- **Exercise description**
Exactly as they appear, output all of the records. Skip any images.

□ □ □ □ □ □ □

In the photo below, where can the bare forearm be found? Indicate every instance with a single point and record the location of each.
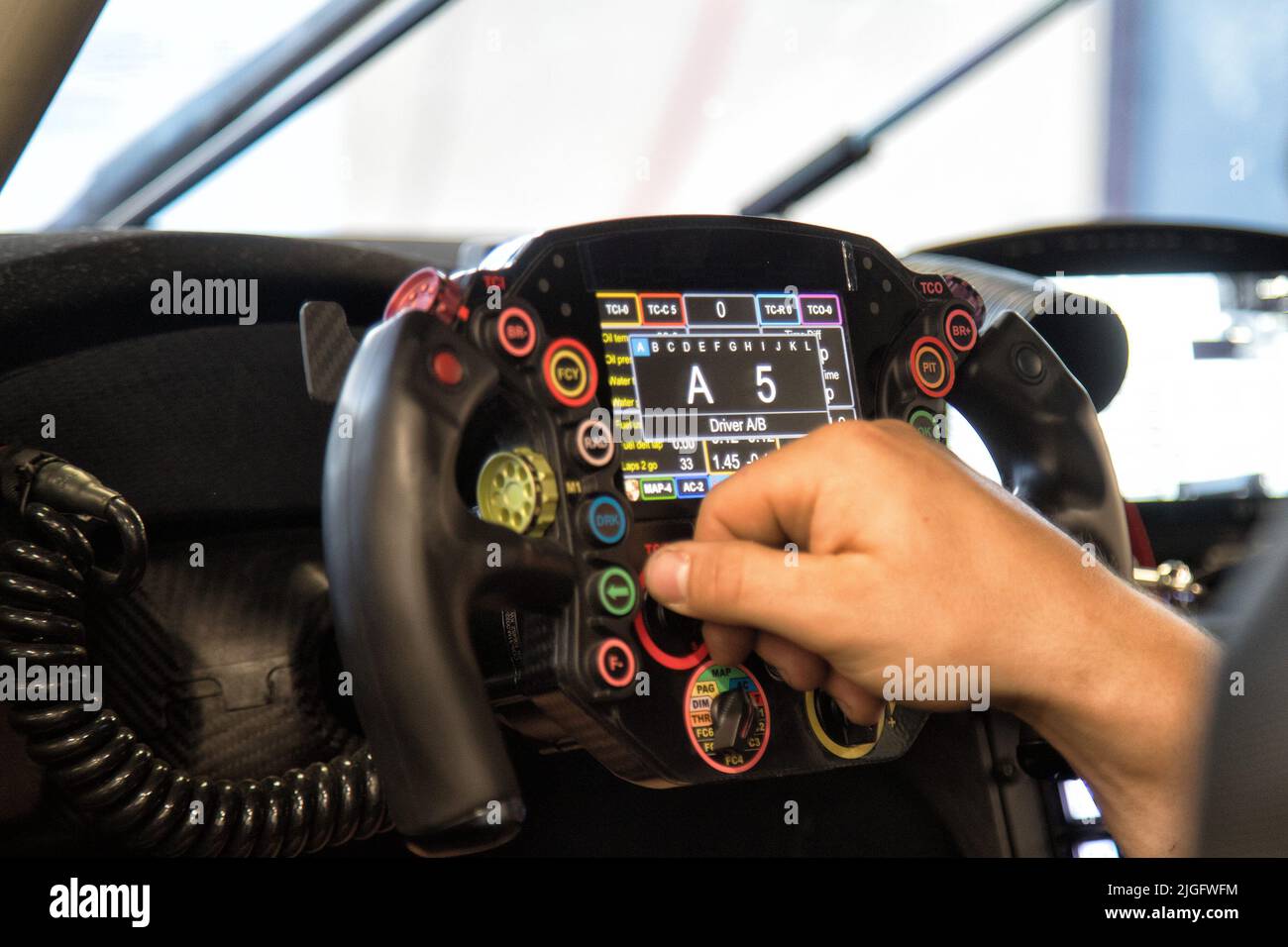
(1133, 725)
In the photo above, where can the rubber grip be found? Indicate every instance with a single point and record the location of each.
(1042, 432)
(400, 589)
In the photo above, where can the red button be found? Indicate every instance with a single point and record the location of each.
(931, 367)
(616, 663)
(960, 329)
(447, 368)
(571, 372)
(516, 333)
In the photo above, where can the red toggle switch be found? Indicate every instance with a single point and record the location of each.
(426, 290)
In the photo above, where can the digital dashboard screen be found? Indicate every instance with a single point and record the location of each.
(704, 382)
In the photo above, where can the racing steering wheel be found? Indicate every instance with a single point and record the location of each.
(511, 442)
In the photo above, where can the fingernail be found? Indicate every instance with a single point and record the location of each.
(668, 577)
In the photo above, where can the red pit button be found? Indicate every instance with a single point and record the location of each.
(447, 368)
(931, 367)
(515, 333)
(960, 329)
(616, 663)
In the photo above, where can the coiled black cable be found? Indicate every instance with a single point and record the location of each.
(101, 766)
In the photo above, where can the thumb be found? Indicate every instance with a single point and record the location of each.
(739, 582)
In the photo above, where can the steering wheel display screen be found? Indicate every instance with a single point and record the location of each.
(704, 382)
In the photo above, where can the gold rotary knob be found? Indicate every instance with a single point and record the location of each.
(516, 489)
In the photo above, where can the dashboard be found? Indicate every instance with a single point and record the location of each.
(99, 331)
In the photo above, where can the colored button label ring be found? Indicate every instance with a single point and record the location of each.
(605, 519)
(616, 663)
(593, 442)
(570, 371)
(931, 367)
(616, 591)
(515, 333)
(960, 329)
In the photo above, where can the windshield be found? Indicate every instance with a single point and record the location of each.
(496, 116)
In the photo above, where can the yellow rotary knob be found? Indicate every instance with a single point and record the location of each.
(516, 489)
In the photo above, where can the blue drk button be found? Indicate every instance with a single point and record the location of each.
(605, 521)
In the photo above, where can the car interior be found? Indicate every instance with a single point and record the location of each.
(353, 521)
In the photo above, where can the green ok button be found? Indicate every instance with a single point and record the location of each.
(616, 590)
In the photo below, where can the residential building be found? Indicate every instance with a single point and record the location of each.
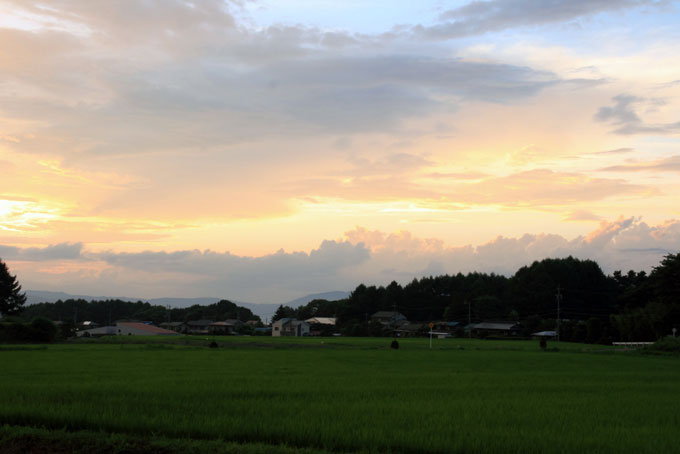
(290, 327)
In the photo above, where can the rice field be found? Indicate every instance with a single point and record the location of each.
(350, 395)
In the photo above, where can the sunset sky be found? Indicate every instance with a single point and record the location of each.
(261, 150)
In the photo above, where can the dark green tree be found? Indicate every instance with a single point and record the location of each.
(11, 298)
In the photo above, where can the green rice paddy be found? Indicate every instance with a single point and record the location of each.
(349, 395)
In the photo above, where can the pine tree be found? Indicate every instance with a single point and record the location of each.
(11, 298)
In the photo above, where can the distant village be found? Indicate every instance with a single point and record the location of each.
(393, 323)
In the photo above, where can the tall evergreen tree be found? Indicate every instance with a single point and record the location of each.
(11, 298)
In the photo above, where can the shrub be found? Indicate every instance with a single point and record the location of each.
(666, 344)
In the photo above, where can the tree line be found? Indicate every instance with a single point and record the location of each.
(591, 306)
(107, 312)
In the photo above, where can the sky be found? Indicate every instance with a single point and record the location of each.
(264, 150)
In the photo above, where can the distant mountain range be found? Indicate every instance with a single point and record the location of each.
(264, 310)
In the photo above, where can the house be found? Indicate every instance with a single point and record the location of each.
(177, 327)
(451, 328)
(126, 329)
(198, 326)
(412, 329)
(485, 329)
(389, 318)
(290, 327)
(142, 329)
(321, 321)
(226, 327)
(321, 326)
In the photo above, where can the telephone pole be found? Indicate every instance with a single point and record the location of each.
(559, 302)
(469, 319)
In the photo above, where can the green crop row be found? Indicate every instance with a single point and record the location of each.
(463, 396)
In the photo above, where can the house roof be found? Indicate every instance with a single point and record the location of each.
(148, 328)
(231, 322)
(497, 325)
(412, 327)
(199, 322)
(388, 314)
(322, 320)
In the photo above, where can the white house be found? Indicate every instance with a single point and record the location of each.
(290, 327)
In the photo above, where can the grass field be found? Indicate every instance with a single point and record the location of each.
(347, 395)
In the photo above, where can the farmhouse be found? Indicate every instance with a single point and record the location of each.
(290, 327)
(411, 329)
(125, 329)
(389, 318)
(173, 326)
(225, 327)
(321, 326)
(496, 329)
(321, 321)
(198, 326)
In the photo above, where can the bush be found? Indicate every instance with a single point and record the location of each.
(666, 344)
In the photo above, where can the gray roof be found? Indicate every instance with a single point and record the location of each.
(199, 322)
(502, 326)
(388, 314)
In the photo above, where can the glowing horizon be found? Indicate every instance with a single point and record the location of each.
(290, 129)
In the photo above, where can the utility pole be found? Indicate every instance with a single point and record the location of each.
(469, 319)
(559, 302)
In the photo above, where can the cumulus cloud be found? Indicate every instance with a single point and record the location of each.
(478, 17)
(61, 251)
(362, 256)
(670, 164)
(623, 115)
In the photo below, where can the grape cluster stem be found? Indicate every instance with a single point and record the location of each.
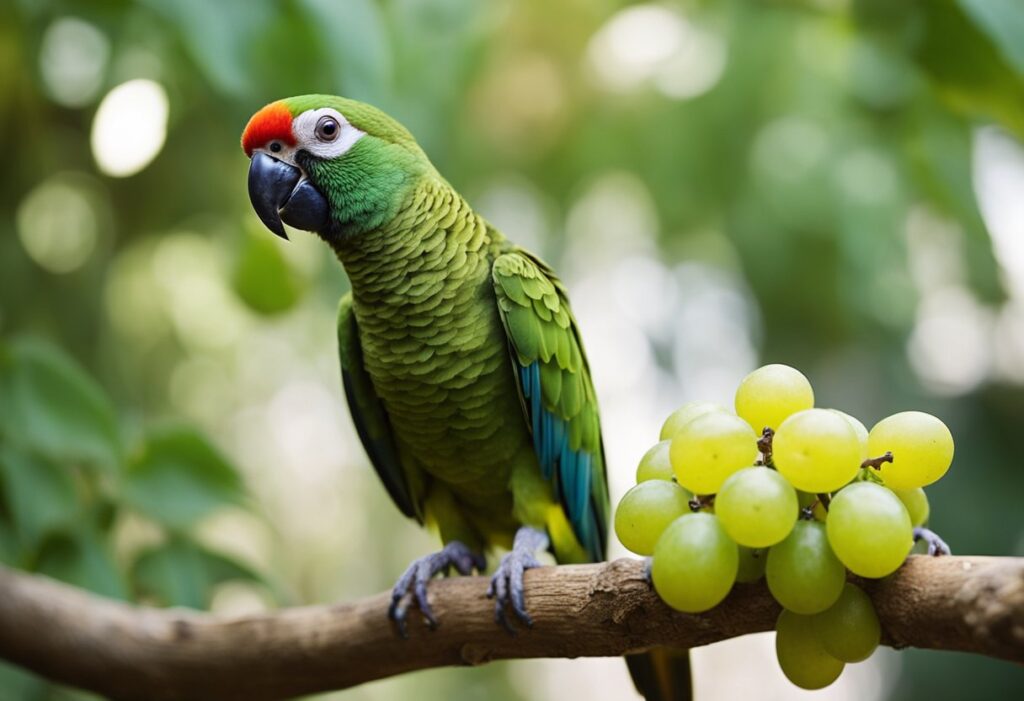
(876, 463)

□ □ □ □ □ □ □

- **Response to this exercise**
In the photo below, where can the bare forearm be found? Indicate every instance with a single point and record the location of each.
(1133, 725)
In the photo above, where can the rubber grip be found? Indicate every instance with a single point and record the location of each.
(1042, 432)
(400, 589)
In the photo above, where can the red button be found? Indicate every instance with a single point and record the location of each.
(931, 367)
(616, 663)
(960, 329)
(447, 368)
(571, 372)
(516, 333)
In the photo above, where can the red toggle switch be found? Indicate every instance with a single point and record the location of each.
(426, 290)
In the photo above, where can the digital dashboard screen be found? Indicate every instance with a single point and record the location of each.
(704, 382)
In the photo above, where can the racing steering wheel be found? Indicate every instance with a single point and record the location of each.
(511, 442)
In the photo above, where can the fingernail be found? Indicate every instance with a single point and record the location of each.
(668, 577)
In the photo above, where can the red pit button be found? Indicate every instance with a single point and record the location of each.
(447, 368)
(931, 367)
(515, 333)
(960, 329)
(616, 663)
In the photo above, where can the coiled black cable be found? Indicate every instance with a single point and record the location of each.
(101, 766)
In the photo above, where can the thumb be found? Indicate every instance with a single point and record the location of each.
(739, 582)
In the photo above, where can the steering wheel display screen be found? Indicate every instance with a single point and record the location of each.
(704, 382)
In the photo above, where can the gold rotary knob be found? Indicate every instance with a single point and record the location of each.
(516, 489)
In the photo above, where can the dashboard be found? Indicate every instance with a single point and record the location of each.
(99, 331)
In the photo above, where can the colored button label ring be found? Indicate every instance with a single point and record the location of each.
(605, 519)
(616, 663)
(593, 442)
(570, 371)
(931, 367)
(616, 591)
(515, 333)
(960, 329)
In the photo above, where can the windshield be found? Indicate every instance with a single point and record the location of each.
(496, 116)
In the photo above, where can the yellow rotary knob be found? Indicate every instance with a single point and record the location of each.
(516, 489)
In the photo above, where can the blue drk button be found? Indicate every instance with a single point and record the location of each.
(605, 521)
In the photo above, where can the car interior be found? Indicate every instance with a single point and record the location of each.
(353, 521)
In the photo above, where can the green ok button be found? Indicate every instance with a single point and record the location of each.
(616, 590)
In the photo below, where can the residential building be found? Indicate every instance with a single point and record the location of each.
(290, 327)
In the photo above, where can the rice field be found? Indicate every instance with a single point and record the location of each.
(350, 395)
In the photo above, where can the sunset sky be found? Indicate every instance with a single point and record the location of each.
(261, 150)
In the photo above, where can the dark green tree be found? Indicate every instance with a single point and record the location of each.
(11, 298)
In the photo above, where can the green rice paddy be found? Indicate every instance with a single point and record the location of each.
(349, 395)
In the photo above, where can the pine tree be found? Indicate every instance with a single point and record the location of each.
(11, 298)
In the photo above, where can the distant village be found? Indicate every instance with a single point and record the location of each.
(393, 323)
In the photo above, where can the tall evergreen tree be found? Indicate every instance with a single point and record the location of each.
(11, 298)
In the photo above, where can the shrub be found? Indicate every instance with a single point and record the location of each.
(666, 344)
In the photo above, where can the tree line be found? Indicate every instance with a single point and record the location of each.
(591, 306)
(107, 312)
In the photo above, where can the sky be found? Indicate every instance with a single point and record the location of each.
(264, 150)
In the photo above, where can the distant mountain range be found? Indicate every instance with a single point and record the location of each.
(264, 310)
In the photo above, where can the house be found? Indicate every instance with a single point and record the location of each.
(177, 327)
(451, 328)
(126, 329)
(198, 326)
(412, 329)
(485, 329)
(389, 318)
(290, 327)
(142, 329)
(321, 321)
(226, 327)
(321, 326)
In the photo above, where can the telephone pole be found? Indicate every instance with a single point and record the location of each.
(559, 302)
(469, 319)
In the photo above, where can the green crop row be found? Indicate every instance with a single point and record the location of each.
(463, 396)
In the photo above, where can the house roof be found? Indicate every instance with a single point and record the location of each.
(148, 328)
(231, 322)
(497, 325)
(412, 327)
(199, 322)
(388, 314)
(322, 320)
In the photo above, where can the white house be found? Indicate every instance with a single point and record the location of each.
(290, 327)
In the photo above, where can the grass field be found? Indicate every instance with a single point and record the location of each.
(347, 395)
In the photo above, where can the farmhouse be found? Indicate every instance with a single point and record the location of each.
(290, 327)
(411, 329)
(125, 329)
(389, 318)
(173, 326)
(225, 327)
(321, 326)
(496, 329)
(321, 321)
(198, 326)
In the photo above, where can the bush be found? Indicate every instance with a single point and record the location of each.
(666, 344)
In the photo above, where can the gray roof be found? Indicate every instance with a single point and record the location of each.
(199, 322)
(502, 326)
(388, 314)
In the photo above, where can the glowing horizon be found? Indicate every instance with a single point and record the location of each.
(290, 129)
In the photo above, where can the utility pole be found? Indicate every instance with a single point and record the location of each.
(469, 319)
(559, 302)
In the photo above, where can the cumulus cloud be found? Indicate every instance with a single point and record the location of each.
(478, 17)
(61, 251)
(362, 256)
(670, 164)
(623, 115)
In the photo below, where can the grape cluster stem be found? Indicate every instance with a single point and record the location of each.
(876, 463)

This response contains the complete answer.